• _Pointing dataset records_
☆ ☆ ☆ ☆ ☆ ☆ ☆
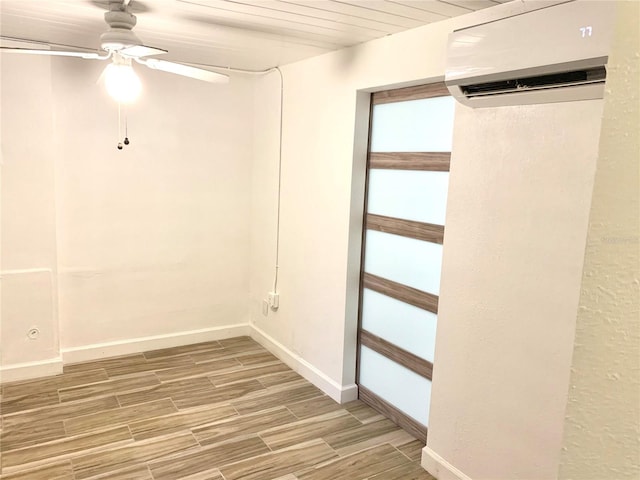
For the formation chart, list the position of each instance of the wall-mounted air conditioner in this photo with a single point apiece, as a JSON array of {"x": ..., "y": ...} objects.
[{"x": 554, "y": 54}]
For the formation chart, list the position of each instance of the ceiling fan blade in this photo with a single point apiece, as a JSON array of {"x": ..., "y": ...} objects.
[
  {"x": 57, "y": 53},
  {"x": 141, "y": 51},
  {"x": 184, "y": 70}
]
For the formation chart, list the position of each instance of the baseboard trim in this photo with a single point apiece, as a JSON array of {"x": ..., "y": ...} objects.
[
  {"x": 340, "y": 393},
  {"x": 29, "y": 370},
  {"x": 145, "y": 344},
  {"x": 439, "y": 467}
]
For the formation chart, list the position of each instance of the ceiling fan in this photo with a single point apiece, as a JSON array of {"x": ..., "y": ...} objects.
[{"x": 120, "y": 45}]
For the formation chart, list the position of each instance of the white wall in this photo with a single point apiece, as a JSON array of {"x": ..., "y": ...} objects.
[
  {"x": 602, "y": 427},
  {"x": 519, "y": 196},
  {"x": 29, "y": 258},
  {"x": 151, "y": 241},
  {"x": 531, "y": 224},
  {"x": 322, "y": 187}
]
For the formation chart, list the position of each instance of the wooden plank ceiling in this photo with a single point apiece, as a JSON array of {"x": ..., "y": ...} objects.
[{"x": 253, "y": 34}]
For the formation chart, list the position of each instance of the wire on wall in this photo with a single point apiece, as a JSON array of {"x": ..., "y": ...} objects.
[{"x": 264, "y": 72}]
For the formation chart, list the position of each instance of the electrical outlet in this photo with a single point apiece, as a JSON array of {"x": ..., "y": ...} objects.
[{"x": 274, "y": 300}]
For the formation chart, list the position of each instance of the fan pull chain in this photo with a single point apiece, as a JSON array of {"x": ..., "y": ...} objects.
[
  {"x": 119, "y": 126},
  {"x": 126, "y": 127}
]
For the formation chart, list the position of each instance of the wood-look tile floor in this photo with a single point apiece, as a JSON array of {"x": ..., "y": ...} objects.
[{"x": 223, "y": 410}]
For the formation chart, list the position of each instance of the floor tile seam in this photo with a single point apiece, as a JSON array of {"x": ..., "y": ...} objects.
[
  {"x": 11, "y": 416},
  {"x": 66, "y": 456},
  {"x": 72, "y": 437},
  {"x": 109, "y": 381},
  {"x": 404, "y": 454},
  {"x": 49, "y": 378}
]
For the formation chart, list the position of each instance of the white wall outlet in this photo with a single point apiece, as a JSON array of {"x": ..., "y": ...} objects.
[{"x": 274, "y": 300}]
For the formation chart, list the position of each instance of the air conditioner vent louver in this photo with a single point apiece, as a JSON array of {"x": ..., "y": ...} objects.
[
  {"x": 544, "y": 54},
  {"x": 540, "y": 82}
]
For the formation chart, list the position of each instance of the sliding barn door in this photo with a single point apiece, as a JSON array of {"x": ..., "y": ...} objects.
[{"x": 407, "y": 182}]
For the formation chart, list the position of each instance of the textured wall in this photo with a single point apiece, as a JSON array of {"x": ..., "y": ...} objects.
[
  {"x": 151, "y": 240},
  {"x": 602, "y": 427},
  {"x": 517, "y": 216}
]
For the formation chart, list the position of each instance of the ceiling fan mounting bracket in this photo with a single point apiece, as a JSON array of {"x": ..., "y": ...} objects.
[{"x": 119, "y": 35}]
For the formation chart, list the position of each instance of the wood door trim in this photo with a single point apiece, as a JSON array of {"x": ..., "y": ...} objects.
[
  {"x": 428, "y": 232},
  {"x": 412, "y": 296},
  {"x": 397, "y": 416},
  {"x": 410, "y": 93},
  {"x": 429, "y": 161},
  {"x": 408, "y": 360}
]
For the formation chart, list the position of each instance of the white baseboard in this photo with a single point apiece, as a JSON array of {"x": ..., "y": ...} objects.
[
  {"x": 439, "y": 467},
  {"x": 144, "y": 344},
  {"x": 340, "y": 393},
  {"x": 26, "y": 371}
]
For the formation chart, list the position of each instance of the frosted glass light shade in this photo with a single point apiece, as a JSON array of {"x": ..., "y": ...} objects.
[{"x": 123, "y": 85}]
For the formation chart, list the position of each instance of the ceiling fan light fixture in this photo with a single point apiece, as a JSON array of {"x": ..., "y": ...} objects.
[{"x": 122, "y": 83}]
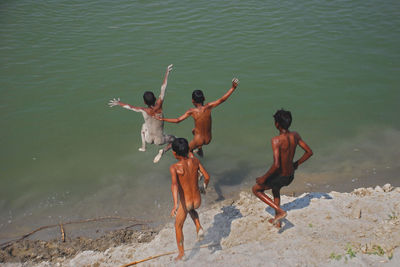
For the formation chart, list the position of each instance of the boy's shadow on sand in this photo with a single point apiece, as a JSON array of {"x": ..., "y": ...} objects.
[
  {"x": 231, "y": 177},
  {"x": 221, "y": 228},
  {"x": 296, "y": 204}
]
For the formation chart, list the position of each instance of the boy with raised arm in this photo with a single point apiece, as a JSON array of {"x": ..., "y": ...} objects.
[
  {"x": 184, "y": 176},
  {"x": 281, "y": 173},
  {"x": 152, "y": 129},
  {"x": 202, "y": 117}
]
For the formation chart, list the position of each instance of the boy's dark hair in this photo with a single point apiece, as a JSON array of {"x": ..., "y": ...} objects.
[
  {"x": 149, "y": 98},
  {"x": 283, "y": 118},
  {"x": 180, "y": 146},
  {"x": 198, "y": 96}
]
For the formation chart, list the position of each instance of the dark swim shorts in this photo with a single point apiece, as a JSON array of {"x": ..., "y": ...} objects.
[{"x": 277, "y": 182}]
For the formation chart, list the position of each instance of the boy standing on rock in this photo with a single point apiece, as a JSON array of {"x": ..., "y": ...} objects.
[
  {"x": 184, "y": 176},
  {"x": 281, "y": 173}
]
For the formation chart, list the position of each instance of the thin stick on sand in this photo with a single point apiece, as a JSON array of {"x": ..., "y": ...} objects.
[
  {"x": 6, "y": 244},
  {"x": 166, "y": 254}
]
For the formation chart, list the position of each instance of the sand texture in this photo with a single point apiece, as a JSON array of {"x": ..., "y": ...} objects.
[{"x": 361, "y": 228}]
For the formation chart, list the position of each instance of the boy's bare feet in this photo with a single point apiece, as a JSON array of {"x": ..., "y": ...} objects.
[
  {"x": 180, "y": 256},
  {"x": 279, "y": 217},
  {"x": 159, "y": 155},
  {"x": 277, "y": 225}
]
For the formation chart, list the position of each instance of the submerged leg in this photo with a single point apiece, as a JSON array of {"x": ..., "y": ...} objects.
[
  {"x": 180, "y": 219},
  {"x": 143, "y": 135},
  {"x": 195, "y": 217}
]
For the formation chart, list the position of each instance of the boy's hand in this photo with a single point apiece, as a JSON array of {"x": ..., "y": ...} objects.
[
  {"x": 260, "y": 180},
  {"x": 173, "y": 211},
  {"x": 169, "y": 68},
  {"x": 235, "y": 82},
  {"x": 158, "y": 116},
  {"x": 114, "y": 102}
]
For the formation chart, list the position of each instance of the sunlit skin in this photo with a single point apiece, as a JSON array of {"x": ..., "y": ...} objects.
[
  {"x": 152, "y": 131},
  {"x": 283, "y": 149},
  {"x": 184, "y": 177},
  {"x": 201, "y": 113}
]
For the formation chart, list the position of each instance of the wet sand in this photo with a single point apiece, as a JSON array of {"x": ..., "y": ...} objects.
[{"x": 361, "y": 228}]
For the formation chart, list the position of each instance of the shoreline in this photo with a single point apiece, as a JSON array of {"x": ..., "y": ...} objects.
[{"x": 361, "y": 227}]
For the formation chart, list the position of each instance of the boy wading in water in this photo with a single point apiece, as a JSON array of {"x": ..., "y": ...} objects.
[
  {"x": 152, "y": 129},
  {"x": 202, "y": 117},
  {"x": 184, "y": 176},
  {"x": 281, "y": 173}
]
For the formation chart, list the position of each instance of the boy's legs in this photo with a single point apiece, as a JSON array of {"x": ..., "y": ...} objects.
[
  {"x": 167, "y": 139},
  {"x": 179, "y": 221},
  {"x": 258, "y": 190},
  {"x": 277, "y": 200},
  {"x": 195, "y": 217},
  {"x": 194, "y": 144},
  {"x": 143, "y": 135}
]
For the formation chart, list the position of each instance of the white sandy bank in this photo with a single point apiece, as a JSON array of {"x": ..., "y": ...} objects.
[{"x": 361, "y": 228}]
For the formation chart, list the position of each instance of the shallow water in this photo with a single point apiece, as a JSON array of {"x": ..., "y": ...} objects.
[{"x": 66, "y": 155}]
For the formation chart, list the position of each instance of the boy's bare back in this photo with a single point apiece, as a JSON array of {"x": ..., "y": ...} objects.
[
  {"x": 286, "y": 147},
  {"x": 186, "y": 170}
]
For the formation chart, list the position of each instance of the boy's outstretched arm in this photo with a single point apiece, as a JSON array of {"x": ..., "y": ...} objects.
[
  {"x": 214, "y": 104},
  {"x": 177, "y": 120},
  {"x": 205, "y": 174},
  {"x": 164, "y": 85},
  {"x": 275, "y": 166},
  {"x": 307, "y": 154},
  {"x": 117, "y": 102},
  {"x": 174, "y": 189}
]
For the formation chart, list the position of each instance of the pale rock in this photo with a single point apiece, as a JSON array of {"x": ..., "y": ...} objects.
[
  {"x": 387, "y": 187},
  {"x": 379, "y": 189}
]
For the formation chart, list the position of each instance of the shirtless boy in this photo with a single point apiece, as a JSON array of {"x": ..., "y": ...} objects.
[
  {"x": 281, "y": 173},
  {"x": 202, "y": 117},
  {"x": 152, "y": 129},
  {"x": 184, "y": 175}
]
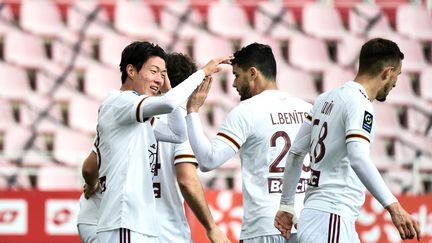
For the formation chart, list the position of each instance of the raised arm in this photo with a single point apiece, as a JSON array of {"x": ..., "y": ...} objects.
☆ ☆ ☆ ☆ ☆ ☆ ☆
With the pictures left out, please output each line from the one containing "boy's bare back" through the end of the entries, exactly as it is.

• _IN RESPONSE_
For the formation chart, list the position of each instance of the boy's bare back in this photo with a single point apiece, as a JSON array of {"x": ..., "y": ...} objects.
[
  {"x": 286, "y": 147},
  {"x": 186, "y": 170}
]
For the formation chart, list the position of each instance of the boy's outstretched arm in this photo with a single point apiece, as a JSON array of {"x": ..., "y": ...} objects.
[
  {"x": 214, "y": 104},
  {"x": 177, "y": 120},
  {"x": 205, "y": 174},
  {"x": 164, "y": 85},
  {"x": 275, "y": 166},
  {"x": 307, "y": 154},
  {"x": 117, "y": 102},
  {"x": 174, "y": 189}
]
For the formation chart, list the position of each instance of the pale rock in this photo with a single point apiece, as a JSON array of {"x": ..., "y": ...} objects.
[
  {"x": 387, "y": 187},
  {"x": 379, "y": 189}
]
For the formation chart, list the position of each instance of the shirtless boy in this photo with a single point apiece, as a JSON array of {"x": ..., "y": ...} objects.
[
  {"x": 281, "y": 173},
  {"x": 202, "y": 117},
  {"x": 152, "y": 129},
  {"x": 184, "y": 175}
]
For the formation chart, list the position of each instance of the raised arm in this photo with a single point apiece, as a JSON array of {"x": ..., "y": ...} objects.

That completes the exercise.